### Excerpt
Content starts

Hassan Shaalan stands in his home, partially destroyed from an explosive, in Taibeh, Israel, on Thursday.Credit: Courtesy of Hassan Shaalan
Jack Khoury
Jack Khoury

An explosive device was planted overnight Thursday at the home of journalist Hassan Shaalan, an Arab reporter for the Israeli news site Ynet. The explosion caused severe damage to two stories of his home in the central city of Taibeh, and no casualties were reported.

Two weeks earlier, Shaalan's home had been targeted in a shooting. No casualties were reported and police said that they had opened an investigation. No suspects have been apprehended.

Shaalan told Haaretz that he does not know who would be seeking to harm or threaten him and his family. "There's no explanation for it, I don't know what to do or whom to turn to," Shaalan said. "The police are investigating this incident like the last one, and I haven't heard of any arrests or anything. I'm afraid for my life, my family members' lives. The first time it was gunfire, now a bomb near the house, I don't know where to run to," Shaalan said.

In response to the explosion, Israel Police stated that "as soon as the events took place, investigations were opened in the districts concerned, and as they progress, all avenues will be investigated."

The home of journalist Hassan Shaalan, which suffered severe damage after an explosive went off, in Taibeh, Israel, Thursday night. Credit: Courtesy of Hassan Shaalan

"Although naturally we cannot detail ongoing investigations, we emphasize that Israel Police takes such events very seriously, especially when directed at journalists and media personnel in connection with the fulfillment of their duties. Therefore all necessary actions will be taken to investigate the truth and reach a verdict for those involved."

Content ends

### Work to complete
[A] Answer each question from the article, one answer per line, marked the same way.
(i) Which news site does Hassan Shaalan report for?
(ii) How long before the explosion was his home targeted in a shooting?
(iii) How many stories of his home were severely damaged by the explosion?
[B] List every organization the article names.
[C] Continue the article about the explosion at Hassan Shaalan's home from its last paragraph.

### Record set
Content starts

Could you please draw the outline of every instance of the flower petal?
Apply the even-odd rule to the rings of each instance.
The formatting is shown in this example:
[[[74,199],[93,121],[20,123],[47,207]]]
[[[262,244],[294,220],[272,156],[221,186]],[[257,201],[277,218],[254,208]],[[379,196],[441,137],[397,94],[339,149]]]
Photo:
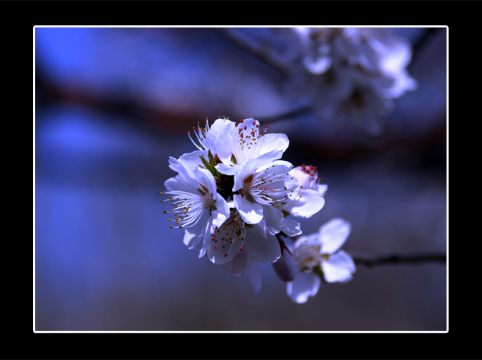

Content ends

### Answers for the tasks
[A]
(i) Ynet
(ii) Two weeks
(iii) Two

[B] Ynet, Haaretz, Israel Police

[C]
The Israeli Journalists Association wrote on Twitter, "Terrorizing and harming journalists crosses a red line and is a serious blow to the public's best interest. We call on the police to carry out the investigation and apprehend the perpetrators as soon as possible. We stand beside journalist Hassan Shaalan in every possible manner."

In early June, shots were fired at Shaalan's home and car, penetrating the wall to his children's bedroom. "The bullets went over the children's heads, it's a miracle that they survived," Shaalan told Haaretz.

"I do not know who is behind this," said Shaalan, who covers the Arab community for Ynet. "I have not received any threats before. If anyone has anything against me, let them say so publicly."

He added that he has no enemies and that he "lives a simple life" and spends his spare time serving his community.

Shaalan has received death threats in the past due to his reporting, but nothing specifically has stood out that he felt might be related to the shooting.

Labor MK Omer Bar-Lev, Israel's new public security minister, wrote on Twitter Friday: "This morning, I spoke with Ynet journalist Hassan Shaalan, following the shooting at his family in Taibeh two weeks ago and the planting of explosives in his house last night. I told him that Israel Police is taking the threats against him seriously and that I will not allow violence against journalists take place during my term without a response."